_STATED EXERCISE_. Pull out every line of the material below that contains the string "telecom", matching case exactly, and list those lines unchanged.

_RECORDS SHOWN_.

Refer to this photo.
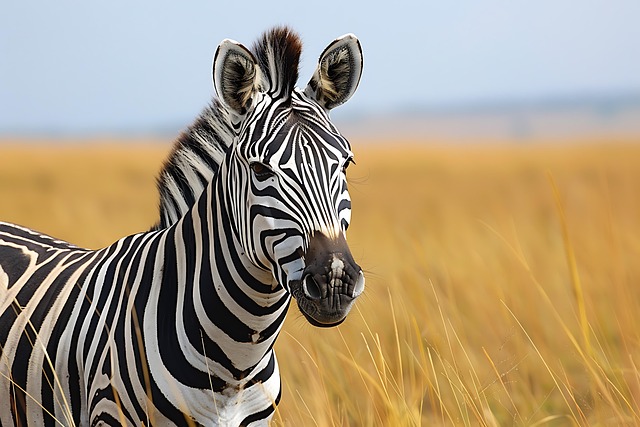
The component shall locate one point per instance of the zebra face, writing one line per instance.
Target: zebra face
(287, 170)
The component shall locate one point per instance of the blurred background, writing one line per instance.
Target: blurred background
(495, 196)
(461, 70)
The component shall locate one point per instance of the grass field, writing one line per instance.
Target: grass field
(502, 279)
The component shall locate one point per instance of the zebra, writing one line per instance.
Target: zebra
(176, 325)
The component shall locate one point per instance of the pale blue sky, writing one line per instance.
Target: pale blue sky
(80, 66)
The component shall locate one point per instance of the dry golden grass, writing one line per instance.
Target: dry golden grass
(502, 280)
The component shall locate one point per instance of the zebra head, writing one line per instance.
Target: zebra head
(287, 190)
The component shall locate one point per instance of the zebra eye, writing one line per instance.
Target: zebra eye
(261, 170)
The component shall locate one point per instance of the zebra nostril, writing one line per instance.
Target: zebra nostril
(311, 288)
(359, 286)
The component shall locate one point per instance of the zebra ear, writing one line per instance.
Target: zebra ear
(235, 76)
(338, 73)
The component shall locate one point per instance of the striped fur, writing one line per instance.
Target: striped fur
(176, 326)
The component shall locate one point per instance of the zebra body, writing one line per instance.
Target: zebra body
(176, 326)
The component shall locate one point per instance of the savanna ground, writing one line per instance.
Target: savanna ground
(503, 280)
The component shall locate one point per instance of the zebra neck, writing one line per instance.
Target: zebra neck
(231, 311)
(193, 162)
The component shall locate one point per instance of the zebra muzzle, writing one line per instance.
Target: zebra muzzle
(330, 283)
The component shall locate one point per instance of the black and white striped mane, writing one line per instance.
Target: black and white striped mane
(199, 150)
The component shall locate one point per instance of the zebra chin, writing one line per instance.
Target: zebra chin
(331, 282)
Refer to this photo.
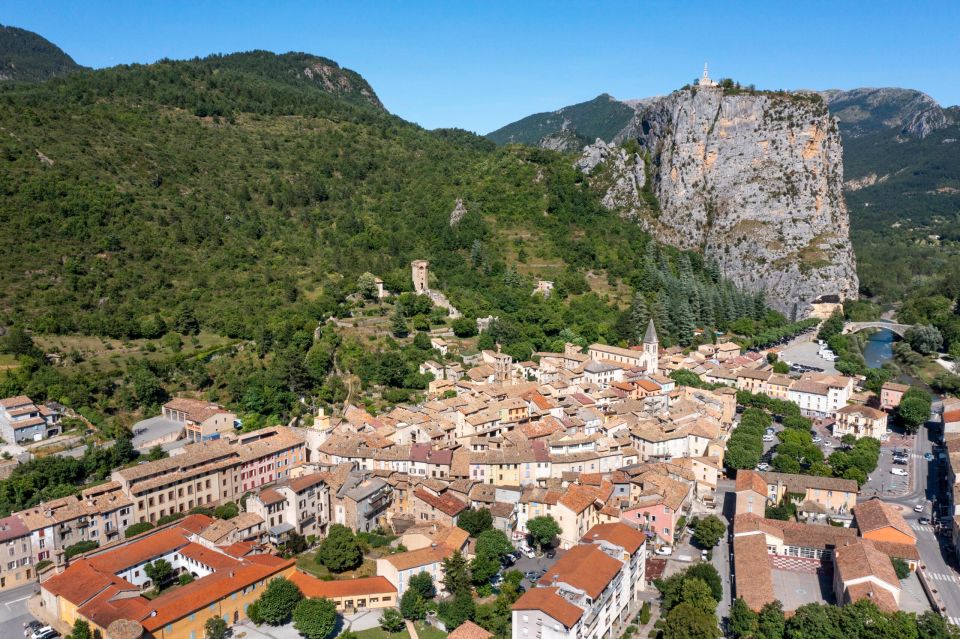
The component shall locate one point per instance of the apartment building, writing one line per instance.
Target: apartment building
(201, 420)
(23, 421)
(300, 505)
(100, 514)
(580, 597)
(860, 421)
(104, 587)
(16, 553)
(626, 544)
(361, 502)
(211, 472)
...
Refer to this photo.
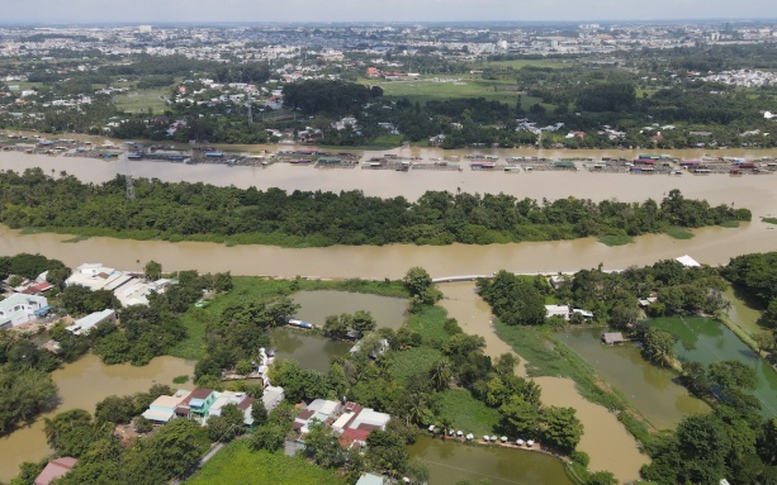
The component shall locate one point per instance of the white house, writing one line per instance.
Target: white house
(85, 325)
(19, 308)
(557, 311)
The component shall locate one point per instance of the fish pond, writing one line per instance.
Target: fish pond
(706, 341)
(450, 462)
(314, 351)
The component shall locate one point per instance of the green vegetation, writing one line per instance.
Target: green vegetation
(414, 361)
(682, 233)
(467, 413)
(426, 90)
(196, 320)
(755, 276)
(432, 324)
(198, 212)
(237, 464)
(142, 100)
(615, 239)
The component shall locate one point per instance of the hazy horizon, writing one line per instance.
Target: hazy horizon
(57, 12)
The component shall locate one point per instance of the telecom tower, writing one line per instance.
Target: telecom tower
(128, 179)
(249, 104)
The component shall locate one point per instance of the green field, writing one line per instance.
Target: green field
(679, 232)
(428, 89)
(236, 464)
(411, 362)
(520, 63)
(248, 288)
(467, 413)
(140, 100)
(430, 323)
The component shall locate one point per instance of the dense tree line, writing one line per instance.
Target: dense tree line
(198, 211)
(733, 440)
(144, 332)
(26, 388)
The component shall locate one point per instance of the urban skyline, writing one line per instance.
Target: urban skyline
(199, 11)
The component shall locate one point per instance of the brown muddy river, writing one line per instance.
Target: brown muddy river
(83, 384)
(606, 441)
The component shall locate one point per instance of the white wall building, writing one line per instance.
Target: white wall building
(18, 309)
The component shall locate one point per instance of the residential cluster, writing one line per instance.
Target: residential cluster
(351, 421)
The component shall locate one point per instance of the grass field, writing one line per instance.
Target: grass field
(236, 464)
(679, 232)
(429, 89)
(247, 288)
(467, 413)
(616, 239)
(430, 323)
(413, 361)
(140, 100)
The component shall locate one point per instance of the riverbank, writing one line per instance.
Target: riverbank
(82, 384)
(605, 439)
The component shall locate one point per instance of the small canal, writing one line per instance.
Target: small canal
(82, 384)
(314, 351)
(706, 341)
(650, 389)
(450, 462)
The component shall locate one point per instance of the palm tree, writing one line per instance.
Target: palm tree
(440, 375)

_ANSWER TO THE PROBLEM_.
The component shall locate one point per instance of the telecom tower, writing one line per instance.
Target: telecom tower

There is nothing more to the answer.